- _Aufgabe a_:
Gib aus dem Seitenauszug den Abschnitt von „Bis 2001 war“ bis „Begleiterscheinung des Bergbaus.“ erneut wieder und tausche dabei „Emscher“ gegen „Lippe“ aus.

Bis 2001 war das Stahlwerk Phoenix-Ost in Betrieb. Die riesigen Maschinenhallen wurden nach China verkauft (Klicken für mehr Bilder)
Dieser Beitrag ist unter dem Titel „Wie Phönix aus der Asche“ im Deutschen Architektenblatt 11.2023 erschienen.
Auf alten Fotos der 1970er-Jahre erinnert die Emscher, wie sie da in Betonrinnen durch Wohnsiedlungen fließt, an die Rinnsale in mittelalterlichen Städten, in denen damals der Abfall entsorgt wurde. Der rechtsrheinische Nebenfluss, der von Holzwickede bei Dortmund bis zur Rheinmündung bei Dinslaken gut 80 Kilometer lang das nördliche Ruhrgebiet durchzieht, wurde seit Beginn des 20. Jahrhunderts sukzessive begradigt und mit betonierten Sohlschalen abgedichtet. Er galt in dieser kanalisierten Form als die unvermeidbare Begleiterscheinung des Bergbaus.
Die sogenannte „Köttelbecke“ – also der Fluss, in den sowohl Privathaushalte als auch die Hüttenwerke ihre Abwässer einleiteten – schien lange Zeit ein geruchlich und hygienisch zwar problematisches, aber eben notwendiges Übel, das immerhin die Zeit der Überschwemmungen, Kellerüberflutungen und Typhus-Epidemien beendet hatte.

- _Datensätze_:
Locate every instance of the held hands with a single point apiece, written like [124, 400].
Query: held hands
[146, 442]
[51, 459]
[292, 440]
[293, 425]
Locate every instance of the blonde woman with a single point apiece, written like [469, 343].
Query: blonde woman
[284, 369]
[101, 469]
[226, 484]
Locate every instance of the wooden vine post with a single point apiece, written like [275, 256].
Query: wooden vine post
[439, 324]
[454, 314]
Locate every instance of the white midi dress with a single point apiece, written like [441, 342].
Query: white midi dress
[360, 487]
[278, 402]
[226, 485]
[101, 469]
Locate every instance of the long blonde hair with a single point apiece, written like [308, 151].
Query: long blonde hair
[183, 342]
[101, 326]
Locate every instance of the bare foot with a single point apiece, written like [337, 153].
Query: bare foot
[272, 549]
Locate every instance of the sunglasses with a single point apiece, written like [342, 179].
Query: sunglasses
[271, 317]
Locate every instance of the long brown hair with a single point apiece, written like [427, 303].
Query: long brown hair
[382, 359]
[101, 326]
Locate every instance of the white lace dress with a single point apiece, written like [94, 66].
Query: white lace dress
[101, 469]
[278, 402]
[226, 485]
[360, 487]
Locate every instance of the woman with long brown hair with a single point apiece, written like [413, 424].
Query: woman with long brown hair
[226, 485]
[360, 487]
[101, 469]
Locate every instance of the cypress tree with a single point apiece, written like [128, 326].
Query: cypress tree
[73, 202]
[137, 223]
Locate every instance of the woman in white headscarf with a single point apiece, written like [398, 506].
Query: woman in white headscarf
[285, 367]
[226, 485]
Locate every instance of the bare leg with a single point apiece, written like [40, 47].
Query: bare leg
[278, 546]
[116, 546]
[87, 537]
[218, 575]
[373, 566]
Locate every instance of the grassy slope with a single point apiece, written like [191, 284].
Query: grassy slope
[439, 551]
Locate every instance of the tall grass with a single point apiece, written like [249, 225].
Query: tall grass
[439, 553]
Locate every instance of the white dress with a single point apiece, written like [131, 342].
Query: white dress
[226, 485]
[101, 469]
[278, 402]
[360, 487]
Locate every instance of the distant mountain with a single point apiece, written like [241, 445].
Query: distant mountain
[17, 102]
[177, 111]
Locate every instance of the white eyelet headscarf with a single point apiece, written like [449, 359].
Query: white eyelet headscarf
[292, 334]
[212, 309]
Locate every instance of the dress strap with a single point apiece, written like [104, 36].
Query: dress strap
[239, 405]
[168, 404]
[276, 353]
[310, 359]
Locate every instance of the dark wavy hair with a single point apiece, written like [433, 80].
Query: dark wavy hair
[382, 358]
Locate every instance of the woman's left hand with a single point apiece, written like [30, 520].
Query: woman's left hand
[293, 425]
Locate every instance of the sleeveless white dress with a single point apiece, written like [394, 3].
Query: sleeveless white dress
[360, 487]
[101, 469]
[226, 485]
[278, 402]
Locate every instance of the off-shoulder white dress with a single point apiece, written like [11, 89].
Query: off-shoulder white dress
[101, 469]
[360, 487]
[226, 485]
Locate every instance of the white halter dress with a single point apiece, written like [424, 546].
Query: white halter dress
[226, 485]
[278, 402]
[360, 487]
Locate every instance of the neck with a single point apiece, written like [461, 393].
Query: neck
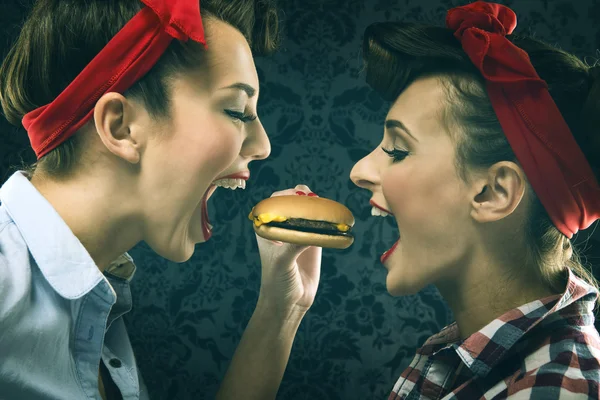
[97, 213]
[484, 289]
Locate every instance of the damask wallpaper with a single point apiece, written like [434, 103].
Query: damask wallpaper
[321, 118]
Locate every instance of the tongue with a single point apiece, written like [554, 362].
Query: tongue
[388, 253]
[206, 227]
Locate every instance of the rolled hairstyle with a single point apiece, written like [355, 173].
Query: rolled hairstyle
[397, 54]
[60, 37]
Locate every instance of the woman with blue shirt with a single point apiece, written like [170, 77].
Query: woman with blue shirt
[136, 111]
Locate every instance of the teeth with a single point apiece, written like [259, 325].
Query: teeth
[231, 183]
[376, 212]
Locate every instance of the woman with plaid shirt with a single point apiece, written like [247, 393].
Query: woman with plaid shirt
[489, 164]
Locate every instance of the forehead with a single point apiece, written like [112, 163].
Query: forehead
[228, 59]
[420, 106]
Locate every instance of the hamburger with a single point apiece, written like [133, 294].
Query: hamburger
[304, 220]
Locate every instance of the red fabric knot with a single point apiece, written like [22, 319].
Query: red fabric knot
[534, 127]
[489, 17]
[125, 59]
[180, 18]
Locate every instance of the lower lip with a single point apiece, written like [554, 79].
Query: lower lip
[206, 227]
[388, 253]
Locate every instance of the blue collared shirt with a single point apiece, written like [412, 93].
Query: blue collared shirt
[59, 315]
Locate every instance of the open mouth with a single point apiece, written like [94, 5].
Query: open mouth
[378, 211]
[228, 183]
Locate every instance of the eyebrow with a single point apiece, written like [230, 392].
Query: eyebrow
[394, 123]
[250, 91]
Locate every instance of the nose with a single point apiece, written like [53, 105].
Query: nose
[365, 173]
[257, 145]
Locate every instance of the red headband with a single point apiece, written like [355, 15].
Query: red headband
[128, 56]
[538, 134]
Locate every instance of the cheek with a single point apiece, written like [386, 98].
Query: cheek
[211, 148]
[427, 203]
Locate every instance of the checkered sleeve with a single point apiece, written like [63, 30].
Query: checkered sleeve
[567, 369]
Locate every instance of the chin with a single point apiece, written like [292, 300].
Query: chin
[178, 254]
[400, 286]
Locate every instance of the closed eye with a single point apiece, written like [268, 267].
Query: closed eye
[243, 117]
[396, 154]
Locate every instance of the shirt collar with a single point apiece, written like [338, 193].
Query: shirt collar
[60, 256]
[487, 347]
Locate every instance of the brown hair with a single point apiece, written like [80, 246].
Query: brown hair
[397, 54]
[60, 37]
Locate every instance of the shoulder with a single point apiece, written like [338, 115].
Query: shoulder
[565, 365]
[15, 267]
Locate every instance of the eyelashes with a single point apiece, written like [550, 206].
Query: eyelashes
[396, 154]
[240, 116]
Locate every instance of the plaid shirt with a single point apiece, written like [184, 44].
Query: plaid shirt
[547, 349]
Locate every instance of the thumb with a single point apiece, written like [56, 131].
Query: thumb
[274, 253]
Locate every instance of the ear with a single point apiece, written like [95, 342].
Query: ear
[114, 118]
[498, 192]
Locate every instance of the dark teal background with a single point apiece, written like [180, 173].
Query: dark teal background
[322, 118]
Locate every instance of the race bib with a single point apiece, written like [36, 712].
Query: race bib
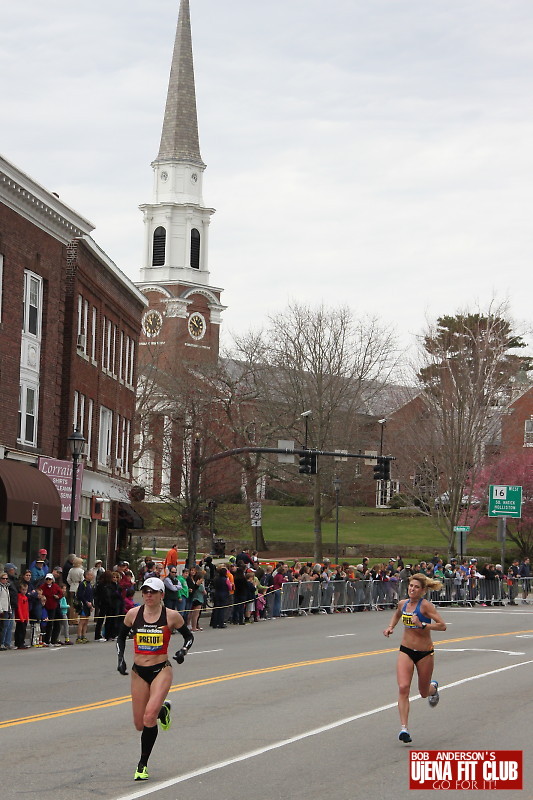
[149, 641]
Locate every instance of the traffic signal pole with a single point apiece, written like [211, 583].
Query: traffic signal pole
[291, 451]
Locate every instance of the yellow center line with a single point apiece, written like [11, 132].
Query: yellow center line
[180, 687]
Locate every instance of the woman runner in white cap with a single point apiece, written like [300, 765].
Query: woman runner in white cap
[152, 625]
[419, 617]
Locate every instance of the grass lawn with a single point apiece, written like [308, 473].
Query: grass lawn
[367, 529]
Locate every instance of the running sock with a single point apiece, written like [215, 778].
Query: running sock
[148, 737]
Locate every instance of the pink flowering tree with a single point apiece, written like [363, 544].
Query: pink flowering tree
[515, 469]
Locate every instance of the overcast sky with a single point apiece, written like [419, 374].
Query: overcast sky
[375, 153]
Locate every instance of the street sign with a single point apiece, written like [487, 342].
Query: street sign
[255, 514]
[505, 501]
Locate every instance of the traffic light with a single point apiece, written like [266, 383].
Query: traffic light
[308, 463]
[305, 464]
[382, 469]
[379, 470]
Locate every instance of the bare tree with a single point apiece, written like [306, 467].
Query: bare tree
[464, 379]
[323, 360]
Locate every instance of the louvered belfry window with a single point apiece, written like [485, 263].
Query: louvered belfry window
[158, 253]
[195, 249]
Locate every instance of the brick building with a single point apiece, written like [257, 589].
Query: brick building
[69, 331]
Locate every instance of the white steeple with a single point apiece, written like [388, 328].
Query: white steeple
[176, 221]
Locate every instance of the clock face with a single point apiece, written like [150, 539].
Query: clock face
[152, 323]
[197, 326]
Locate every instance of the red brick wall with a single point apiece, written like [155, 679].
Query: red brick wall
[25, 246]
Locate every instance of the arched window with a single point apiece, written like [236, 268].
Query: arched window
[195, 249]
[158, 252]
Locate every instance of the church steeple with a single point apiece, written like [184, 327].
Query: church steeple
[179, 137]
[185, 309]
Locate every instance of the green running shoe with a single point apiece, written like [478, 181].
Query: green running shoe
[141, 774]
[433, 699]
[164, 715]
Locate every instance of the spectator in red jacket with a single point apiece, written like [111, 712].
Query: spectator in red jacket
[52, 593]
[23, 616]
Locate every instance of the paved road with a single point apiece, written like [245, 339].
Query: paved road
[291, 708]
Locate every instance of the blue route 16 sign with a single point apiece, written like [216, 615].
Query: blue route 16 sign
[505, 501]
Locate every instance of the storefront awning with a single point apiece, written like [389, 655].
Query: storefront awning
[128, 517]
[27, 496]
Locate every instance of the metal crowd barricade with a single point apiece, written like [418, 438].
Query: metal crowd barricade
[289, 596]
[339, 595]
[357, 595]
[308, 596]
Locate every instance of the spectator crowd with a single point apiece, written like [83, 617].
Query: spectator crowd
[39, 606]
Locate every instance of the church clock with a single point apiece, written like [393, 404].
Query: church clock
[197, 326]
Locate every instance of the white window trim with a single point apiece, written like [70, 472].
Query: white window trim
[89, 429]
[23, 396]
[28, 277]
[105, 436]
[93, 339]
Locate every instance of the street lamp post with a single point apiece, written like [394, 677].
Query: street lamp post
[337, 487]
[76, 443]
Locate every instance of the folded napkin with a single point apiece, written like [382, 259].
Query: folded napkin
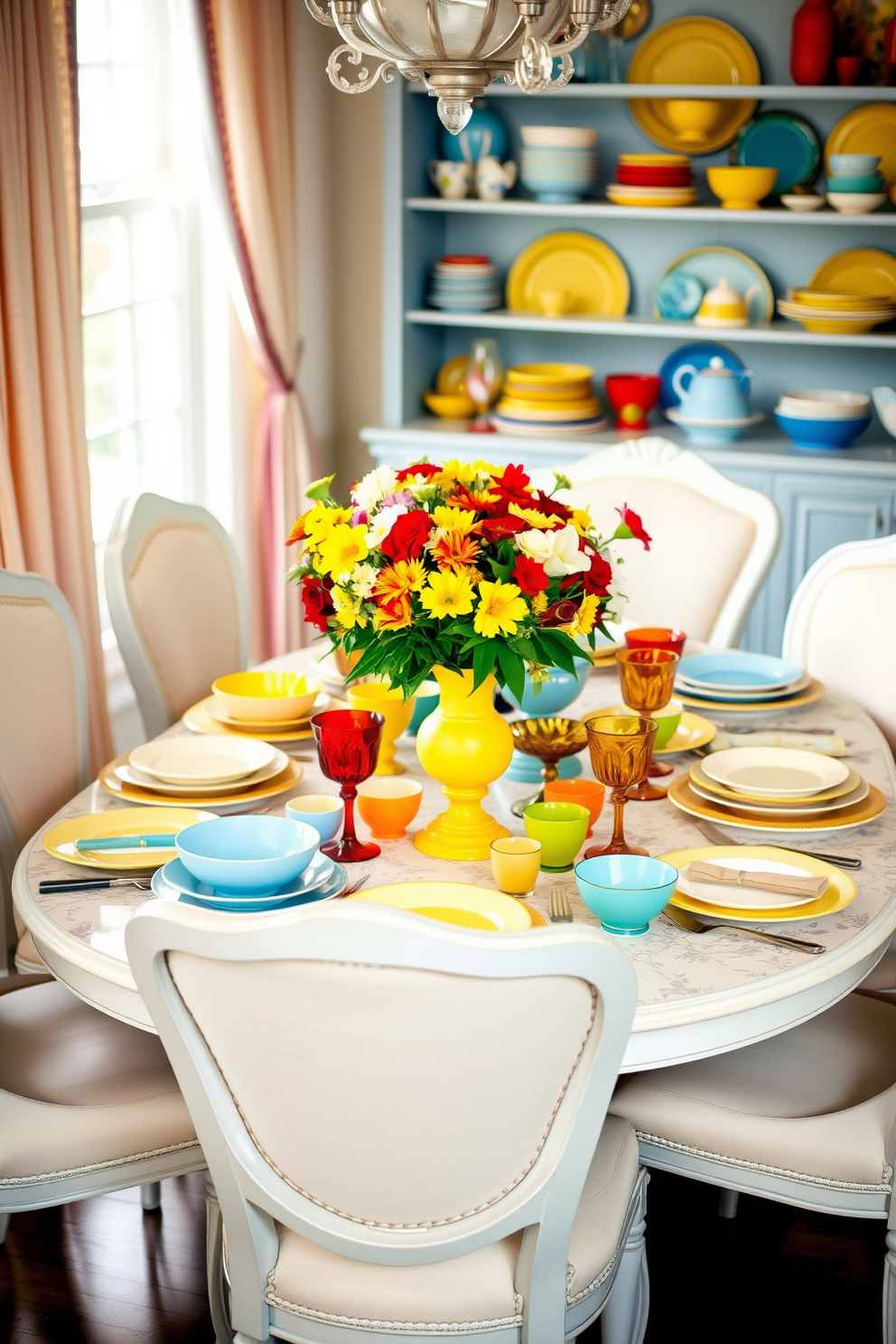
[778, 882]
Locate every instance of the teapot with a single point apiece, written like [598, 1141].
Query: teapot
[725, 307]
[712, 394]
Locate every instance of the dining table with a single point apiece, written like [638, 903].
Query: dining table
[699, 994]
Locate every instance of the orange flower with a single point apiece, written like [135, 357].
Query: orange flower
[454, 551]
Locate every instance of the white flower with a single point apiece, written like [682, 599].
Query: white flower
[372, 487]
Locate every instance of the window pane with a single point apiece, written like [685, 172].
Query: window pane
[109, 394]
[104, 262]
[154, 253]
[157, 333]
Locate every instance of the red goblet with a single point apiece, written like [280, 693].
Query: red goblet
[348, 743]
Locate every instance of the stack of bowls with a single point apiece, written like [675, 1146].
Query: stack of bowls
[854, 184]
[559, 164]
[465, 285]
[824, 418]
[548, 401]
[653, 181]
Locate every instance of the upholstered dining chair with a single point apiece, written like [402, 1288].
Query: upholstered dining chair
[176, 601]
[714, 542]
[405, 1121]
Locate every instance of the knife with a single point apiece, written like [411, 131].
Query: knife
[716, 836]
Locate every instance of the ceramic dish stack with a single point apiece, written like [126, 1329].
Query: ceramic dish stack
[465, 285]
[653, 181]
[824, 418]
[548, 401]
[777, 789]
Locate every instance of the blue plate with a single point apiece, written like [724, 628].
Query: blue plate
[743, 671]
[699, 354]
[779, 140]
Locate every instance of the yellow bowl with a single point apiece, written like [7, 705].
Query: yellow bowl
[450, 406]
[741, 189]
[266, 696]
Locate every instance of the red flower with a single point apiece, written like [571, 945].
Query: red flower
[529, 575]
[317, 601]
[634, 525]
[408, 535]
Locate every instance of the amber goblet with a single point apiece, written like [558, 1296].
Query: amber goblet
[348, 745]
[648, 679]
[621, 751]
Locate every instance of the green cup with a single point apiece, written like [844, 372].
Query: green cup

- _Aufgabe b_:
Suche in den Datensätzen jede Zeile heraus, die die Zeichenfolge „stack“ enthält, und schreibe sie ab. Groß- und Kleinschreibung ist dabei zu beachten.

- _Schriftliche Antwort a_:
Bis 2001 war das Stahlwerk Phoenix-Ost in Betrieb. Die riesigen Maschinenhallen wurden nach China verkauft (Klicken für mehr Bilder)
Dieser Beitrag ist unter dem Titel „Wie Phönix aus der Asche“ im Deutschen Architektenblatt 11.2023 erschienen.
Auf alten Fotos der 1970er-Jahre erinnert die Lippe, wie sie da in Betonrinnen durch Wohnsiedlungen fließt, an die Rinnsale in mittelalterlichen Städten, in denen damals der Abfall entsorgt wurde. Der rechtsrheinische Nebenfluss, der von Holzwickede bei Dortmund bis zur Rheinmündung bei Dinslaken gut 80 Kilometer lang das nördliche Ruhrgebiet durchzieht, wurde seit Beginn des 20. Jahrhunderts sukzessive begradigt und mit betonierten Sohlschalen abgedichtet. Er galt in dieser kanalisierten Form als die unvermeidbare Begleiterscheinung des Bergbaus.

- _Schriftliche Antwort b_:
Locate every instance of the stack of bowls with a single point apiece, written like [675, 1146].
Query: stack of bowls
Locate every instance of the ceramic dish stack with a single point apiece, written like [126, 1329].
Query: ceramic dish stack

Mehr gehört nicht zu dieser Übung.